- _AUSGEWÄHLTER TEXTAUSZUG_:
+++++
Rz. 264
Ziel jeder Auslegung ist es, den tatsächlichen Willen des Erblassers zu ermitteln (§ 133 BGB). Hierfür ist grundsätzlich der Zeitpunkt der Errichtung der letztwilligen Verfügung maßgebend. Dabei kommt es bei einem Einzeltestament allein auf die Sicht des Erblassers an. Es ist zu klären, was der Erblasser in der Niederschrift aussagen wollte. § 157 BGB ist bei der Auslegung eines Einzeltestaments im Gegensatz zum gemeinschaftlichen Testament oder Erbvertrag nicht anzuwenden, da es beim Einzeltestament als einer einseitigen Erklärung auf den Empfängerhorizont gerade nicht ankommt.
Rz. 265
Bei der Auslegung der Verfügung von Todes wegen können aber alle Umstände zu berücksichtigen sein, die im Zusammenhang mit den im Testament enthaltenen Erklärungen stehen, wie z.B. das Verhalten, die Handlungen und die Äußerungen des Erblassers selbst, sofern sie einen Anhalt im Testament gefunden haben.
Rz. 266
Wegen der Formbedürftigkeit eines Testaments darf durch Auslegung aber kein anderer Wille des Erblassers ermittelt werden, als der, der zumindest andeutungsweise im Testament enthalten ist. Die Rechtsprechung hat in diesem Zusammenhang die so genannte Andeutungstheorie entwickelt. Jede Auslegung ist dahingehend zu überprüfen, ob der ermittelte Wille auch hinreichend im Testament verankert ist bzw. Anhaltspunkte dafür bietet.
+++++
Einträge aus einem Datensatz
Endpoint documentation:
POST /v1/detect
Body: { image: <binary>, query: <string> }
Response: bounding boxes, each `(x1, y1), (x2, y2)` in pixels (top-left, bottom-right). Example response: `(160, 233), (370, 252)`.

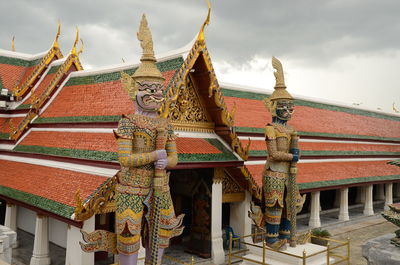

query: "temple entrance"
+++++
- _ARBEITSANWEISUNGEN_:
**a)** Geben Sie den Textauszug zur Testamentsauslegung vollständig und wortgetreu wieder.
**b)** Schreiben Sie sämtliche Einträge aus dem Datensatz Zeile für Zeile unverändert ab. Die Bilder lassen Sie in Ihrer Antwort weg.

- _ANTWORTEN DER REIHENFOLGE_:
**a)**
Rz. 264
Ziel jeder Auslegung ist es, den tatsächlichen Willen des Erblassers zu ermitteln (§ 133 BGB). Hierfür ist grundsätzlich der Zeitpunkt der Errichtung der letztwilligen Verfügung maßgebend. Dabei kommt es bei einem Einzeltestament allein auf die Sicht des Erblassers an. Es ist zu klären, was der Erblasser in der Niederschrift aussagen wollte. § 157 BGB ist bei der Auslegung eines Einzeltestaments im Gegensatz zum gemeinschaftlichen Testament oder Erbvertrag nicht anzuwenden, da es beim Einzeltestament als einer einseitigen Erklärung auf den Empfängerhorizont gerade nicht ankommt.
Rz. 265
Bei der Auslegung der Verfügung von Todes wegen können aber alle Umstände zu berücksichtigen sein, die im Zusammenhang mit den im Testament enthaltenen Erklärungen stehen, wie z.B. das Verhalten, die Handlungen und die Äußerungen des Erblassers selbst, sofern sie einen Anhalt im Testament gefunden haben.
Rz. 266
Wegen der Formbedürftigkeit eines Testaments darf durch Auslegung aber kein anderer Wille des Erblassers ermittelt werden, als der, der zumindest andeutungsweise im Testament enthalten ist. Die Rechtsprechung hat in diesem Zusammenhang die so genannte Andeutungstheorie entwickelt. Jede Auslegung ist dahingehend zu überprüfen, ob der ermittelte Wille auch hinreichend im Testament verankert ist bzw. Anhaltspunkte dafür bietet.

**b)**
Endpoint documentation:
POST /v1/detect
Body: { image: <binary>, query: <string> }
Response: bounding boxes, each `(x1, y1), (x2, y2)` in pixels (top-left, bottom-right). Example response: `(160, 233), (370, 252)`.


query: "temple entrance"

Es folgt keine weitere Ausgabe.